- _Problem statement_
Put the lines of the listing below, from the line containing "of the distant" through the line containing "[(76, 768)]", into a JSON array with one string per line. Include both end lines and leave out any blank lines.

- _Provided data_
** begin **

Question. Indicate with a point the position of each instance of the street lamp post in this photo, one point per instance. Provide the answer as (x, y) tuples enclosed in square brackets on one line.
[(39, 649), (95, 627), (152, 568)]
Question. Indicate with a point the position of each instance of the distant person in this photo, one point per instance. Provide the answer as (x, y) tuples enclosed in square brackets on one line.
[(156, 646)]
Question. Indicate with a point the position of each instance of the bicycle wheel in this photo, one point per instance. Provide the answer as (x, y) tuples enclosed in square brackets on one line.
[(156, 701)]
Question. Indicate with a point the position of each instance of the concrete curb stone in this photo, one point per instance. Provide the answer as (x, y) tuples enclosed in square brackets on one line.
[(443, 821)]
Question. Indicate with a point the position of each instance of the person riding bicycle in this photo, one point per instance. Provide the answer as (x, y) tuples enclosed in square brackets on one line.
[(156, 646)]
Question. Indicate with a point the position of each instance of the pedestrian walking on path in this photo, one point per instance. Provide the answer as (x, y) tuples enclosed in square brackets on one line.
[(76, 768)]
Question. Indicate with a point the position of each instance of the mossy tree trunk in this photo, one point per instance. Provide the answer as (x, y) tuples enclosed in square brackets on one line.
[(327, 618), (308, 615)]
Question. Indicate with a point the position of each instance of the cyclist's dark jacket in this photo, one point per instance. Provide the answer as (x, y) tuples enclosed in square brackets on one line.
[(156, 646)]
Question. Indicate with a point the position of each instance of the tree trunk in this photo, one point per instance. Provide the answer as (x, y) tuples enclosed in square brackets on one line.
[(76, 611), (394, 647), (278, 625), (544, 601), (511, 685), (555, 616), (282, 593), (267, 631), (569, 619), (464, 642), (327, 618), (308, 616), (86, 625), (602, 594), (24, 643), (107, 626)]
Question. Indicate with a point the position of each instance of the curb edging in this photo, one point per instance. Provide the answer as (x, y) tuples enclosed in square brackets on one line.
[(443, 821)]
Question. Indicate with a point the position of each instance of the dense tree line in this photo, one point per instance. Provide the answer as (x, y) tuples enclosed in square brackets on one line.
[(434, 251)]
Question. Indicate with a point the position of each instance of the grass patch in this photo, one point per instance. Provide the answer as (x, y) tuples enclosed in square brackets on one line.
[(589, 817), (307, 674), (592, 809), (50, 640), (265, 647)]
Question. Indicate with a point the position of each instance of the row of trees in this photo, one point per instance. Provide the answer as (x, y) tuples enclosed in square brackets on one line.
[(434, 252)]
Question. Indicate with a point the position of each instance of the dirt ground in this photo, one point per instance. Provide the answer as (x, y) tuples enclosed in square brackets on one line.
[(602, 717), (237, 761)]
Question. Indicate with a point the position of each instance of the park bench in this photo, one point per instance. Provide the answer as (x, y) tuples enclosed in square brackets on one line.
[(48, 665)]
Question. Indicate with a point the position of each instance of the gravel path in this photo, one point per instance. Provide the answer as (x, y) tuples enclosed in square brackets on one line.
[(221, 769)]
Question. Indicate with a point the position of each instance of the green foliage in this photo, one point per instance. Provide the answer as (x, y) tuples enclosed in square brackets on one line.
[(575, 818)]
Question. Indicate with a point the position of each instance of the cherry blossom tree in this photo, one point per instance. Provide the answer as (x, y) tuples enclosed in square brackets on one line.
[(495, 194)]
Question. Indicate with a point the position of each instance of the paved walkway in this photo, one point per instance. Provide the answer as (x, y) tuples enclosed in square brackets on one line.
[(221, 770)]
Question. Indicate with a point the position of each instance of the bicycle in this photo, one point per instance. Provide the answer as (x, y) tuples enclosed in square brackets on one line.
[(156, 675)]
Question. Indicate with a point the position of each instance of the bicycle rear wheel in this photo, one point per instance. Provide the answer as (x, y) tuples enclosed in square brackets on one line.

** end **

- _Exercise solution_
[
  "Question. Indicate with a point the position of each instance of the distant person in this photo, one point per instance. Provide the answer as (x, y) tuples enclosed in square brackets on one line.",
  "[(156, 646)]",
  "Question. Indicate with a point the position of each instance of the bicycle wheel in this photo, one point per instance. Provide the answer as (x, y) tuples enclosed in square brackets on one line.",
  "[(156, 701)]",
  "Question. Indicate with a point the position of each instance of the concrete curb stone in this photo, one point per instance. Provide the answer as (x, y) tuples enclosed in square brackets on one line.",
  "[(443, 821)]",
  "Question. Indicate with a point the position of each instance of the person riding bicycle in this photo, one point per instance. Provide the answer as (x, y) tuples enclosed in square brackets on one line.",
  "[(156, 646)]",
  "Question. Indicate with a point the position of each instance of the pedestrian walking on path in this photo, one point per instance. Provide the answer as (x, y) tuples enclosed in square brackets on one line.",
  "[(76, 768)]"
]